## Given instruction
Can you continue the digest post below on the reliability of SDI software, picking up right after its last sentence?

Relay-Version: version B 2.10 5/3/83; site utzoo.UUCP
Posting-Version: version B 2.10.3 4.3bsd-beta 6/6/85; site ucbvax.BERKELEY.EDU
Path: utzoo!decvax!ucbvax!XX.LCS.MIT.EDU!ARMS-D-Request
From: ARMS-D-Request@XX.LCS.MIT.EDU (Moderator)
Newsgroups: mod.politics.arms-d
Subject: Arms-Discussion Digest V7 #23
Message-ID: <8609272208.AA10221@ucbvax.Berkeley.EDU>
Date: Sat, 27-Sep-86 15:51:00 EDT
Article-I.D.: ucbvax.8609272208.AA10221
Posted: Sat Sep 27 15:51:00 1986
Date-Received: Sat, 27-Sep-86 21:54:35 EDT
Sender: daemon@ucbvax.BERKELEY.EDU
Reply-To: ARMS-D@XX.LCS.MIT.EDU
Organization: The ARPA Internet
Lines: 262
Approved: arms-d@xx.lcs.mit.edu

Arms-Discussion Digest             Saturday, September 27, 1986 3:51PM
Volume 7, Issue 23

Today's Topics:

 Reliability, complexity, and confidence in SDI software (from RISKS)
                                 SDI

----------------------------------------------------------------------

Date: Friday, 26 September 1986  17:22-EDT
From: ESTELL ROBERT G <estell at nwc-143b.ARPA>
Reply-To: ESTELL ROBERT G <estell at nwc-143b.ARPA>
To:   risks <risks at csl.sri.com>
Re:   Reliability, complexity, and confidence in SDI software

I apologize in advance for the length of this piece.  But it's briefer
than the growing list of claims and counter-claims, made by resepctable
folks, based on either/both sound theory or/and actual experience.  
And we're dealing with a critical question: 
	Can very large systems be reliable?


The "bathtub curve" for MECHANICAL "failures" has always made sense to me.
I've heard lectures about how software follows similar curves.  
But I've really been stumped by the notion that "software wears out."

I'd like to attempt to "bound the problem" so to speak.
SUPPOSE that we had a system composed of ten modules; and suppose that
each module had ten possible INTERNAL logical paths, albeit only one 
entry and only one exit.

 The MINIMUM number of logical paths through the system  is ten (10); 
 i.e., *IF* path #1 in module A INVARIABLY invokes path #1 in modules 
 B, C, ... J; and likewise, path #2 in A INVARIABLY invokes path #2 
 in B, C, ... J; etc. then there are only ten paths.
 NOTE I'm also assuming that the modules invariably run in alpahbetical
 order, always start with A, and always finish with J; and never fail
 or otherwise get interrupted.  [I'm trying to avoid nits.]
 Some residential wiring systems are so built; there are many switches
 and outlets on each circuit; but each circuit is an isolated loop to the 
 main "fuze" box; "fuzes" for the kitchen are independent of the den.

 The MAXIMUM number of logical paths through the system is ten billion 
 (10.E10); i.e., *IF* each module can take any one of its ten paths in 
 response to any one of the ten paths from any one of the other ten modules, 
 there are 10**10 possibilities.
 AGAIN assuming that the system always starts with A, runs in  order, etc.

## Record excerpts
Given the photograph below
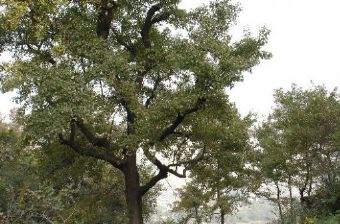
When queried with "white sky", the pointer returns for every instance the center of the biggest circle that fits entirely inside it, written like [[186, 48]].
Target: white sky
[[304, 41]]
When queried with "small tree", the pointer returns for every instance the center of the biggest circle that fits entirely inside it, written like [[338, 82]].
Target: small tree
[[299, 142], [118, 79], [222, 179]]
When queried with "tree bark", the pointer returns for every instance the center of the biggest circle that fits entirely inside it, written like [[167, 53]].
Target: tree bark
[[278, 198], [132, 191], [222, 216]]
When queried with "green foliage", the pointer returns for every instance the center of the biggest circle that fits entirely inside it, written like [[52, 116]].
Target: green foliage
[[300, 149], [117, 79], [223, 178]]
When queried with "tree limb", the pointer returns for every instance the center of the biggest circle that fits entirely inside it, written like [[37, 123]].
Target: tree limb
[[97, 153], [105, 17], [153, 92], [162, 174], [149, 21], [180, 117]]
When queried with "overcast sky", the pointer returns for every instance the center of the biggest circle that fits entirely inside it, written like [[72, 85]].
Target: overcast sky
[[304, 41]]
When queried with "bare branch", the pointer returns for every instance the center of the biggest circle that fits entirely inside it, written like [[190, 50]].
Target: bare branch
[[162, 174], [105, 17], [98, 153], [153, 93], [149, 21], [95, 141], [180, 117]]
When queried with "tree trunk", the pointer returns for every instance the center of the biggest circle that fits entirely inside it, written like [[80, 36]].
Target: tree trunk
[[132, 193], [278, 198]]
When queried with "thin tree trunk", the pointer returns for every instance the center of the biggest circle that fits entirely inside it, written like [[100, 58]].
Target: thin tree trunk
[[222, 216], [290, 195], [278, 197], [132, 192]]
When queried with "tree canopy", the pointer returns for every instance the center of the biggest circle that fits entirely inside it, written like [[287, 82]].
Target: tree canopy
[[117, 80]]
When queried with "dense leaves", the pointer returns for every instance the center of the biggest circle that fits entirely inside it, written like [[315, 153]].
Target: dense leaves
[[113, 78]]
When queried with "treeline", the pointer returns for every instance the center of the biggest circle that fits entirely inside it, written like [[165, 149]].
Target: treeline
[[291, 158]]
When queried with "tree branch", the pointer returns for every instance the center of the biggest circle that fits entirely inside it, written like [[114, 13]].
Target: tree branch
[[105, 17], [153, 92], [180, 117], [97, 153], [95, 141], [162, 174], [149, 21]]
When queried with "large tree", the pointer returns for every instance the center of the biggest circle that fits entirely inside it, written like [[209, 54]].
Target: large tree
[[118, 80]]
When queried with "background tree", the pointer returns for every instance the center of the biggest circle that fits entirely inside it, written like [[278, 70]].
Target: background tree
[[114, 79], [223, 178], [300, 144]]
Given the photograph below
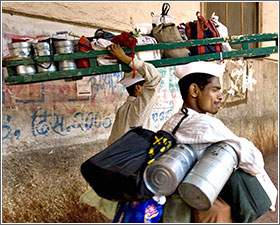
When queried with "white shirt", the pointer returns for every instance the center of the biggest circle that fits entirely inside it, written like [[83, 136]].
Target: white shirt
[[201, 130], [136, 111]]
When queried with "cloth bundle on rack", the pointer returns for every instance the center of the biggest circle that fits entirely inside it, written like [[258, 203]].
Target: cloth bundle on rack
[[200, 29], [166, 31], [147, 55], [102, 44], [223, 31]]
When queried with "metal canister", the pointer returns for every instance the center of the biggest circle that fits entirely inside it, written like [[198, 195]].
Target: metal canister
[[67, 65], [25, 70], [64, 46], [20, 49], [42, 48], [206, 179], [164, 175], [52, 68]]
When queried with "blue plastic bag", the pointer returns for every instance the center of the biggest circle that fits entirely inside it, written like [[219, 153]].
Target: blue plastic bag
[[139, 212]]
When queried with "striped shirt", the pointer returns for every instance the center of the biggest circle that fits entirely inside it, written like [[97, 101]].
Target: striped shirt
[[136, 111]]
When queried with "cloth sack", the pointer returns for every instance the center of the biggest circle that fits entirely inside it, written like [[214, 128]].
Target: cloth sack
[[168, 32], [83, 46], [200, 29], [116, 173], [148, 211], [158, 19], [246, 196], [147, 55], [127, 40], [102, 44], [223, 31]]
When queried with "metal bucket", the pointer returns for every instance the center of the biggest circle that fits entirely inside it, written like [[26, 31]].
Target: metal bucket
[[65, 46], [164, 175], [204, 182], [67, 65], [20, 49], [52, 68], [42, 48], [25, 69]]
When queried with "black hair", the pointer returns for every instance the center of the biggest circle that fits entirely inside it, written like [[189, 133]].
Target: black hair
[[130, 89], [201, 79]]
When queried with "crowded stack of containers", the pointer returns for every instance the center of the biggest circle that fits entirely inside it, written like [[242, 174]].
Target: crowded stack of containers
[[43, 48]]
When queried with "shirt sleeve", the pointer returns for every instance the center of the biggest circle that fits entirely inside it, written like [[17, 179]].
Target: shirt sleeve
[[142, 106]]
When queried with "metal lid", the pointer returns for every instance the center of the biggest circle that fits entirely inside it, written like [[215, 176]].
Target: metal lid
[[160, 179]]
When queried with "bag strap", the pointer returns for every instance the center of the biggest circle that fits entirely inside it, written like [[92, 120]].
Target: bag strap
[[185, 112], [165, 9]]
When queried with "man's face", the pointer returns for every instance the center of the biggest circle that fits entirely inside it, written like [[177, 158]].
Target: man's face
[[209, 99]]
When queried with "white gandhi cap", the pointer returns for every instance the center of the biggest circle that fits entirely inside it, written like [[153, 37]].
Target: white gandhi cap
[[127, 79], [200, 67]]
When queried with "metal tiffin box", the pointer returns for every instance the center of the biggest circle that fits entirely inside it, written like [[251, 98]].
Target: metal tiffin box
[[164, 175], [206, 179]]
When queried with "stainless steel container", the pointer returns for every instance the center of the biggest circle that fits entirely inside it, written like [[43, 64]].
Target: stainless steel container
[[67, 65], [206, 179], [52, 68], [164, 175], [42, 48], [65, 46], [76, 45], [25, 69], [20, 49]]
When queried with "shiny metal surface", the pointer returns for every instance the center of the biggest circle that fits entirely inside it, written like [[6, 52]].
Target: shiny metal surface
[[65, 49], [25, 69], [163, 175], [67, 65], [51, 69], [19, 45], [42, 45], [41, 48], [64, 43], [20, 49], [206, 179]]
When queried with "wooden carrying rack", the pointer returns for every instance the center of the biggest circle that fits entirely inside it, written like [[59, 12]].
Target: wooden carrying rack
[[94, 69]]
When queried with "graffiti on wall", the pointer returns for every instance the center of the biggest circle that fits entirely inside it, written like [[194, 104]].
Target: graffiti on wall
[[8, 130], [56, 109], [44, 123]]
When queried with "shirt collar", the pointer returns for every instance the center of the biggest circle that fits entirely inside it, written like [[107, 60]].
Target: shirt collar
[[131, 98]]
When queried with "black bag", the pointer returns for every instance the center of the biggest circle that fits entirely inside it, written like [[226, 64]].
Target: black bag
[[116, 173], [246, 196]]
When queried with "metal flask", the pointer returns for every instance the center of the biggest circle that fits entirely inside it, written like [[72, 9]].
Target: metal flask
[[164, 175], [20, 49], [42, 48], [25, 70], [206, 179]]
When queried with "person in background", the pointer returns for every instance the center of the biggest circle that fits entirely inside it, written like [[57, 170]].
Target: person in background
[[142, 90], [200, 89], [135, 111]]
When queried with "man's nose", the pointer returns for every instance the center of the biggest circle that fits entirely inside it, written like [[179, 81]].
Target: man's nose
[[220, 96]]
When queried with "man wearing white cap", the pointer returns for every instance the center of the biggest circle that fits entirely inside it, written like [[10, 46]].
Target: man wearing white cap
[[142, 89], [136, 111], [200, 89]]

## Response below
 *IF SEQUENCE IS SIGNIFICANT, and if the starting point is random, THEN
 there are ten!10.E10 paths; i.e., ten factorial times ten billion, or
 36,288,000,000,000,000 possible paths in the system.
 
 Further, *IF INTERRUPTS* are allowed and are significant, then I can't
 compute the exact number of possible paths; but I can guarantee that it's
 >MORE> than 10!10.E10.

End of bounds.  The scope reaches from the trivial, to the impossible.

The GOAL of good engineering practices [for hardware, software, and firmware]
is to design and implement modules that control the possible paths; e.g.,
systems should *NOT* interact in every conceivable way.
It does NOT follow that the interactions should be so restricted that 
there are only ten paths through a ten module system.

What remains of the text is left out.